* DATA PROVIDED
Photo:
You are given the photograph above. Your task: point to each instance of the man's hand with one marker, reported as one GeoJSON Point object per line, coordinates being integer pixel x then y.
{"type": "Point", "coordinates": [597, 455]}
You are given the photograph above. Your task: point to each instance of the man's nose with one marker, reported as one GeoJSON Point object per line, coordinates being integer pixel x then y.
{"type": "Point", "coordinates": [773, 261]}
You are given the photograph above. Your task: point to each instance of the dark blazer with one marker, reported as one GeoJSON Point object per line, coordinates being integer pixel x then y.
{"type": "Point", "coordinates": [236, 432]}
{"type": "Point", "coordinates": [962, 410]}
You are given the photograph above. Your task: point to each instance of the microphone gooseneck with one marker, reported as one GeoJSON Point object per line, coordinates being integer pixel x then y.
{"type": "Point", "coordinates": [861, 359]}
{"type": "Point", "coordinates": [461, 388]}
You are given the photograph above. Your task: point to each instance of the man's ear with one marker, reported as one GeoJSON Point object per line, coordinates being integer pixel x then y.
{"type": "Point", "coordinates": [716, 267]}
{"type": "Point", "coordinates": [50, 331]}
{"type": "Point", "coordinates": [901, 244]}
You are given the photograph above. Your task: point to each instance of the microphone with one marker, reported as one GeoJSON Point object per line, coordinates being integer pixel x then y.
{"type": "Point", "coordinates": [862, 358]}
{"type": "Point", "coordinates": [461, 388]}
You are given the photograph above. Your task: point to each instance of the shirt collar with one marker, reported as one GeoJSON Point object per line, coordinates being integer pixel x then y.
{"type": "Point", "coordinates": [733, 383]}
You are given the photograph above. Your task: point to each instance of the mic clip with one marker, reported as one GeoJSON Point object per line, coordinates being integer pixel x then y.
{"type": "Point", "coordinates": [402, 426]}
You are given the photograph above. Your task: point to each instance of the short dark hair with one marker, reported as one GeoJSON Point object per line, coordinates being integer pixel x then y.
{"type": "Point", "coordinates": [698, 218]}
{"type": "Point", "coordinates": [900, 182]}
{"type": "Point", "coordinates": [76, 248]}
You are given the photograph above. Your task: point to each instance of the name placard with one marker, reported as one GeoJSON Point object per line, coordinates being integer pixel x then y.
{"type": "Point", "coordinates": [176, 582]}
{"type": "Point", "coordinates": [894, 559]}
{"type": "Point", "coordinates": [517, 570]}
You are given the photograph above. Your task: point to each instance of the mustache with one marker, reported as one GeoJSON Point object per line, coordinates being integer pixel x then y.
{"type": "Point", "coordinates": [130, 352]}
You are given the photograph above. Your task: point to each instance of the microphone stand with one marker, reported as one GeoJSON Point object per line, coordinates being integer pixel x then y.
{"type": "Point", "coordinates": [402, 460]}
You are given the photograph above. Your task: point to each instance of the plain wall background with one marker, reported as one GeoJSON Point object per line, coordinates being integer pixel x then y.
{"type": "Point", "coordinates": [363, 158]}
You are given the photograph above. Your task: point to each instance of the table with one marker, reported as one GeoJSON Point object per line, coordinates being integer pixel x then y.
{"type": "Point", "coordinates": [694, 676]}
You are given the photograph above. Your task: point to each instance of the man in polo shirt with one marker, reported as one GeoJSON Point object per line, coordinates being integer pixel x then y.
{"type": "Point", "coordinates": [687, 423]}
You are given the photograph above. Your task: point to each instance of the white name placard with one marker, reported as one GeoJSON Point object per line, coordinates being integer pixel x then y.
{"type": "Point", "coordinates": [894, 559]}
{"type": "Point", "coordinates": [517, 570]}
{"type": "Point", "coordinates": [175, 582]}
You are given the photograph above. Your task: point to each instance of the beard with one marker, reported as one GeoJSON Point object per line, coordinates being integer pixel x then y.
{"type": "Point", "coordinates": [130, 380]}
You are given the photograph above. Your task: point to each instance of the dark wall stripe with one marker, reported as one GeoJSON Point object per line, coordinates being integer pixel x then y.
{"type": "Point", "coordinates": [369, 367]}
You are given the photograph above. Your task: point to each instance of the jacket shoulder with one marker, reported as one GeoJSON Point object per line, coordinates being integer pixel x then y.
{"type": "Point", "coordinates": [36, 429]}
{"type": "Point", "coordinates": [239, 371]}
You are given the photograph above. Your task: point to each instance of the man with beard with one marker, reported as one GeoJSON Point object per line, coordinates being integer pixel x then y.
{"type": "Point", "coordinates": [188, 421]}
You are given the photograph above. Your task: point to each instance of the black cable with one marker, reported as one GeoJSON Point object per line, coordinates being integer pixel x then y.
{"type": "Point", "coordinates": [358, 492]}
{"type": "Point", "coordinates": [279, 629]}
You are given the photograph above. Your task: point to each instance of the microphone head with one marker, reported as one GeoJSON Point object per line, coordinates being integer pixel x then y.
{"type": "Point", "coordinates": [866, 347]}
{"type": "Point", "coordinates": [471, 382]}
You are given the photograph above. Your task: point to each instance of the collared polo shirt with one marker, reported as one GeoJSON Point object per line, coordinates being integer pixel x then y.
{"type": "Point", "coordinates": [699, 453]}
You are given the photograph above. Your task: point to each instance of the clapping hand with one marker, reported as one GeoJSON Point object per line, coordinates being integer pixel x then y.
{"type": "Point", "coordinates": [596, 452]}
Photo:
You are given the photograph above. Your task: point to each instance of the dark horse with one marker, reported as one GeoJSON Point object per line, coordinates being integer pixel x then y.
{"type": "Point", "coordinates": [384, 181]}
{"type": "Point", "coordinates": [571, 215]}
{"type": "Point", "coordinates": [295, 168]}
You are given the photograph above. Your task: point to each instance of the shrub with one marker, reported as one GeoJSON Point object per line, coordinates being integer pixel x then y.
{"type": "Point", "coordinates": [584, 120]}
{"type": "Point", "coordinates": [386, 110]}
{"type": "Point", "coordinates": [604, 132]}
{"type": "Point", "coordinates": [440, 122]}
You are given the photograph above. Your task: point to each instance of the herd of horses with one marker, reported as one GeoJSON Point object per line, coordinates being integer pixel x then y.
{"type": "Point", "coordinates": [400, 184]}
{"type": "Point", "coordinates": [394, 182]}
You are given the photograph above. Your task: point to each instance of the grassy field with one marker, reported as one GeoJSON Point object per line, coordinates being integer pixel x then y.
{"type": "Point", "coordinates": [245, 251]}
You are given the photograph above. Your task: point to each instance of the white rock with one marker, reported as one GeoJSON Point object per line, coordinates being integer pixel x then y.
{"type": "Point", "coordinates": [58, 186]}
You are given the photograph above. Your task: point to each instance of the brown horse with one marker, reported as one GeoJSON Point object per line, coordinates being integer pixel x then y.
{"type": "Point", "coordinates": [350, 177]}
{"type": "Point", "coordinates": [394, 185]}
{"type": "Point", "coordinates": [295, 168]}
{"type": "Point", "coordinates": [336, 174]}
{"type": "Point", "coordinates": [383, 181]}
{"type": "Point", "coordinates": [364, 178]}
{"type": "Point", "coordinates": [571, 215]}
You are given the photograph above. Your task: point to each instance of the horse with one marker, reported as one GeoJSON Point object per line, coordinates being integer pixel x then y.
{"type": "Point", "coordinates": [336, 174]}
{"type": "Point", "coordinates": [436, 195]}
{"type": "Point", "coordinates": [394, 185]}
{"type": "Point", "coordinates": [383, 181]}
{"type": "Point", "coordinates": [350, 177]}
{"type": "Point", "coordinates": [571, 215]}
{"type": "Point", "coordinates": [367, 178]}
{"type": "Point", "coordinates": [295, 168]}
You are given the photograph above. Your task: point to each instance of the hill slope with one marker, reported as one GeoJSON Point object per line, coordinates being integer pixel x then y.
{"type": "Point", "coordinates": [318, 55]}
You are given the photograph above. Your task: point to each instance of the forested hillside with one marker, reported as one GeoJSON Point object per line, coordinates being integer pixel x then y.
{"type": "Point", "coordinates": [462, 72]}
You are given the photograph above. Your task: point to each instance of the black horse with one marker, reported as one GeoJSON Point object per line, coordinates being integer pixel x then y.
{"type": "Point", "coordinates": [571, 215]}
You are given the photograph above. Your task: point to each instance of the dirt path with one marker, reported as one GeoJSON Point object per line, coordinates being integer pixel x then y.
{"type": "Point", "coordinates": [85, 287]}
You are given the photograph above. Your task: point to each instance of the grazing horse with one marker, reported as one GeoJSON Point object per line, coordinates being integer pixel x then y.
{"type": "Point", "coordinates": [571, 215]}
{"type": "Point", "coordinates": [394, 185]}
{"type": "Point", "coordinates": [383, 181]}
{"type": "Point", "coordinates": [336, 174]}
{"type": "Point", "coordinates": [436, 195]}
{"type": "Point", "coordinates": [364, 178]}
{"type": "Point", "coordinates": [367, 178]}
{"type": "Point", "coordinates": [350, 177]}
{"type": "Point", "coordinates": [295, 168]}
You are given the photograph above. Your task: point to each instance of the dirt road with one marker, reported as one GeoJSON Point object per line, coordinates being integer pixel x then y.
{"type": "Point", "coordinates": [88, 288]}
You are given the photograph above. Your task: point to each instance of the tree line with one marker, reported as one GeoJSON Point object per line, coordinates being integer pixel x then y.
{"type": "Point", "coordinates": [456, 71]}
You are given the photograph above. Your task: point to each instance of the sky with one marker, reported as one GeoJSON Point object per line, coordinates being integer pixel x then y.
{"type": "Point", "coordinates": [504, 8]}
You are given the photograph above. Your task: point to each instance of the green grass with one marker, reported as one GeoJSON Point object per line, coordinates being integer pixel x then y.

* WHAT IS REQUIRED
Please repeat the lines word for word, starting at the line that contains "the sky with" and ending at the end of the lines.

* RESULT
You are given the photograph above. Your task: point to each instance of the sky with one marker, reported as one GeoJSON Point object per line, coordinates being integer pixel x then y.
{"type": "Point", "coordinates": [504, 8]}
You are given the photograph above. Your task: point to each instance of the green grass with one marker, reported as one GeoJSON Point object per line, coordinates being integer pixel x then y.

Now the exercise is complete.